Copy out every line exactly as given.

Stored items from a collection:
--------

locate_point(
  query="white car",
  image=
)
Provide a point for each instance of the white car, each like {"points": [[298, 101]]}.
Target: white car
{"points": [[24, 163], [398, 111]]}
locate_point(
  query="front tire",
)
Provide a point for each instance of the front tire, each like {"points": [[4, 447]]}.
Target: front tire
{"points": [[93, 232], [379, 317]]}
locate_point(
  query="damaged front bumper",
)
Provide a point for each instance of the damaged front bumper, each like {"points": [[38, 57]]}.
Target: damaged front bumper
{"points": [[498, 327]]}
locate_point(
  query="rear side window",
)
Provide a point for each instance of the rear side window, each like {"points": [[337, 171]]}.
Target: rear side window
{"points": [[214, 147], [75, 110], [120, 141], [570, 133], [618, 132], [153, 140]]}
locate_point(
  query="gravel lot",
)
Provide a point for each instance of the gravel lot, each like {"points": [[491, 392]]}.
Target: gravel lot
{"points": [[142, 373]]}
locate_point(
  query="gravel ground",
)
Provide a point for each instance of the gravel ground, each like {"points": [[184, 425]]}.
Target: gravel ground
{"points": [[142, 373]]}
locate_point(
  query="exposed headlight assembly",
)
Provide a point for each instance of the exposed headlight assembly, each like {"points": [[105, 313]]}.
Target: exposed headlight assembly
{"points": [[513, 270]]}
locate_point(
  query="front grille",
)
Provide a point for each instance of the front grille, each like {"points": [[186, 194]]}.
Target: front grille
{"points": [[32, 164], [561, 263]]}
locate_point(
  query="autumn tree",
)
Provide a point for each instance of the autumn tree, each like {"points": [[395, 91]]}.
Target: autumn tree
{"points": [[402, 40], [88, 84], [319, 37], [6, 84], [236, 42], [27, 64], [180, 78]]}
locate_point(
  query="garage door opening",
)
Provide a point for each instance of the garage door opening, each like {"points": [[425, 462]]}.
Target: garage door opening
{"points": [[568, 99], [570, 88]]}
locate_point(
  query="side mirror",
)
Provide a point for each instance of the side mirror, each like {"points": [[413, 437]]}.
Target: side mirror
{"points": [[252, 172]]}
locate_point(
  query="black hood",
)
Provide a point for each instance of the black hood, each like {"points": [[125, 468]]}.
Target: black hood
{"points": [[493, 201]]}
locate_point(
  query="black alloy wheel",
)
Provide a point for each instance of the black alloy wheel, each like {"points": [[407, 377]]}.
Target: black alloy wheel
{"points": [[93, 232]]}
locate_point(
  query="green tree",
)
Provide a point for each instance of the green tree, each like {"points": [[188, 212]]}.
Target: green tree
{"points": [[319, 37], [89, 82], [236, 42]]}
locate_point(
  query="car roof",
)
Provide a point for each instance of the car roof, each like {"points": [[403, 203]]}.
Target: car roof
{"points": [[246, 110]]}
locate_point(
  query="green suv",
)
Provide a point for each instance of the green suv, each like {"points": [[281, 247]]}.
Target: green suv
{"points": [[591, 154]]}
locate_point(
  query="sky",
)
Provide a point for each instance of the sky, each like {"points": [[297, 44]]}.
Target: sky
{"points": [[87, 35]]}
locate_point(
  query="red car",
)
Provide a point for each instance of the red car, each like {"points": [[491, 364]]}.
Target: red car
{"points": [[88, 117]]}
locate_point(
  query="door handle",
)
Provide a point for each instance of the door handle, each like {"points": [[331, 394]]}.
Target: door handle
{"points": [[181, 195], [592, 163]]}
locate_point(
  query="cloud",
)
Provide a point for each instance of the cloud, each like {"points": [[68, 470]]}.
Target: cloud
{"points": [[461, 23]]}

--------

## Written answer
locate_point(
  query="white car",
  image=
)
Provide a point for each instance of the white car, each like {"points": [[298, 101]]}.
Target: white car
{"points": [[24, 163], [398, 111]]}
locate_point(
  query="front tire",
)
Provide a point for each instance of the front tire, each like {"points": [[4, 447]]}.
Target: front tire
{"points": [[93, 232], [379, 317]]}
locate_point(
  query="damaged front bumper",
)
Provide a point for each instance of the damaged front bumper, each like {"points": [[38, 57]]}.
Target: damaged front bumper
{"points": [[498, 327]]}
locate_point(
  query="rear side window",
)
Provide a point for each instance of the rear side window, each like {"points": [[337, 171]]}.
Target: rear side window
{"points": [[214, 147], [75, 110], [120, 141], [570, 133], [618, 132], [153, 140]]}
locate_point(
  query="gravel lot",
)
Provide a point for each instance of the gravel lot, each like {"points": [[491, 392]]}.
Target: gravel lot
{"points": [[142, 373]]}
locate_point(
  query="gravel ground",
)
Provide a point for each instance of the gravel ground, each like {"points": [[184, 425]]}.
Target: gravel ground
{"points": [[142, 373]]}
locate_point(
  query="exposed headlight assembly",
)
Provide a point for each instance of the exposed headlight assembly, each like {"points": [[105, 313]]}.
Target: exposed headlight assembly
{"points": [[513, 270]]}
locate_point(
  query="front grille",
)
Provide a point for each instance of the front grille, each like {"points": [[186, 194]]}.
Target: front grille
{"points": [[32, 164], [561, 263]]}
locate_point(
  query="autumn tree",
)
Provide a point for each instance of the autumn tree, each like {"points": [[395, 91]]}.
Target: autumn tree
{"points": [[402, 40], [88, 84], [319, 37], [6, 84], [236, 42], [27, 64], [180, 78]]}
locate_point(
  query="garage door opening",
)
Provide a point for each instance of the garage door opening, each like {"points": [[425, 462]]}.
Target: garage door opening
{"points": [[568, 99], [570, 88]]}
locate_point(
  query="side mirror",
)
Provide a point for each instance of the side mirror, each like {"points": [[413, 437]]}.
Target: side mirror
{"points": [[252, 172]]}
locate_point(
  query="black hood",
)
Provide a point for each instance of the black hood, each like {"points": [[125, 468]]}.
Target: black hood
{"points": [[493, 201]]}
locate_point(
  query="black alloy wheel",
)
Provide a point for each instance of the black alloy wheel, each like {"points": [[407, 377]]}.
Target: black alloy wheel
{"points": [[93, 232]]}
locate_point(
  query="green tree",
)
Provide a point for each instance of the green tree, each like {"points": [[188, 212]]}.
Target: green tree
{"points": [[319, 37], [89, 82], [236, 42]]}
locate_point(
  query="car roof",
)
Provide a point for each instance of the car roof, each like {"points": [[403, 203]]}.
Target: car roof
{"points": [[246, 110]]}
locate_point(
  query="green suv",
)
Provide a point for each instance of the green suv, each like {"points": [[281, 247]]}.
Target: green suv
{"points": [[591, 154]]}
locate_point(
  query="sky",
)
Provide a point for each instance of the sky, each like {"points": [[297, 44]]}.
Target: sky
{"points": [[87, 35]]}
locate_point(
  query="red car",
)
Provide a point for each instance of the red car, each like {"points": [[491, 364]]}.
Target: red car
{"points": [[88, 117]]}
locate_point(
  query="door handle",
)
Provide a point for each instance of the door handle, each like {"points": [[331, 394]]}.
Target: door handle
{"points": [[181, 195], [592, 163]]}
locate_point(
  query="cloud",
)
Provide a point for each instance of the cloud, each like {"points": [[68, 470]]}.
Target: cloud
{"points": [[461, 23]]}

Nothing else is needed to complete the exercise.